▸ Required work
Answer with one figure only, the number of lines below in which "tree" occurs.

▸ Data
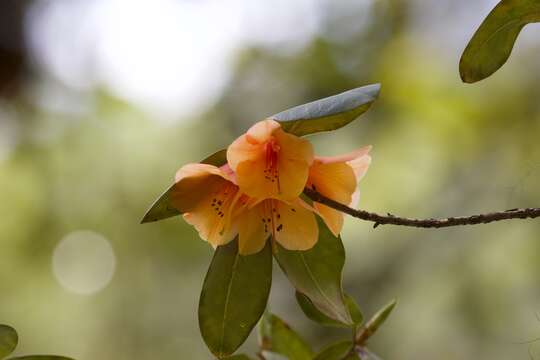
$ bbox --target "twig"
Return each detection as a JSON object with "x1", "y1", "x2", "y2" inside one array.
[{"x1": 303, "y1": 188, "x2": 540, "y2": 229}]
---
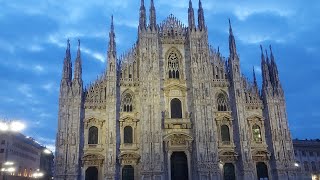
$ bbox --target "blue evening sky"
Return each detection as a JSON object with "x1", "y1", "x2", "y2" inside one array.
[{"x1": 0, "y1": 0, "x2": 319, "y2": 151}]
...
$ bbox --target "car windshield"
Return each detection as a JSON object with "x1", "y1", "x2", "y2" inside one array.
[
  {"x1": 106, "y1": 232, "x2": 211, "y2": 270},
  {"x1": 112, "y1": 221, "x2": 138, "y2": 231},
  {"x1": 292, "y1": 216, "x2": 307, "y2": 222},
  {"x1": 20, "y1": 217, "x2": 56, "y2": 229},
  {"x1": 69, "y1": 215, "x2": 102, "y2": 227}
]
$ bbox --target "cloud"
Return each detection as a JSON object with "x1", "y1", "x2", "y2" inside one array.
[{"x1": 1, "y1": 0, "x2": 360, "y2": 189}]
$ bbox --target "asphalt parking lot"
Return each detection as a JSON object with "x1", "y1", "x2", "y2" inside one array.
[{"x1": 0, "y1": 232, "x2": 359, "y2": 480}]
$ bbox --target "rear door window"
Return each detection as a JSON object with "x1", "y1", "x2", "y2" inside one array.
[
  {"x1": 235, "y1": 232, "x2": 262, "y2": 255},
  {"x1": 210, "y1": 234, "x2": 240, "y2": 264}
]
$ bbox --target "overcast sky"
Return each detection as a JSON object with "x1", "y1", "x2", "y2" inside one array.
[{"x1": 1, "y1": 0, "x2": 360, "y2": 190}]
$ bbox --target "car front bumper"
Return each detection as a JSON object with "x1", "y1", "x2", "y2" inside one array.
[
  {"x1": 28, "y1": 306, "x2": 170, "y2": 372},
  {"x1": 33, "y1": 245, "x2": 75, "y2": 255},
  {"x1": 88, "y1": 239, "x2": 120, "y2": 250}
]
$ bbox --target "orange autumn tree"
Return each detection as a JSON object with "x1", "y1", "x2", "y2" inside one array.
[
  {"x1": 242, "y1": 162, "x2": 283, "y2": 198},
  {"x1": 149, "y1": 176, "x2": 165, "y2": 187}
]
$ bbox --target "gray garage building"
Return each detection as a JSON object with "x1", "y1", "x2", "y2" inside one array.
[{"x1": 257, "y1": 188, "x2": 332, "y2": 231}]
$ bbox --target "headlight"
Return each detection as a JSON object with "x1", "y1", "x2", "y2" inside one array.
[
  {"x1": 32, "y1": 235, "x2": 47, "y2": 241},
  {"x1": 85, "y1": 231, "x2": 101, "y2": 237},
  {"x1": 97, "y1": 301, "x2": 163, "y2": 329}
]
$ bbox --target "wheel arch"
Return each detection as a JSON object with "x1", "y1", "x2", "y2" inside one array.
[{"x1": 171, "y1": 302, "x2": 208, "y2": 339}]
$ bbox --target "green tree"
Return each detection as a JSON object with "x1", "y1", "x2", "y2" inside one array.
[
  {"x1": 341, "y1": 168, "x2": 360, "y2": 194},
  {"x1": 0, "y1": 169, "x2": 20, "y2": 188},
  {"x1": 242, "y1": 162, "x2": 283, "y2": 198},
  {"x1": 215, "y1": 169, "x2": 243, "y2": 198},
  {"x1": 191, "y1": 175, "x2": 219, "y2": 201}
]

▸ Response to this task
2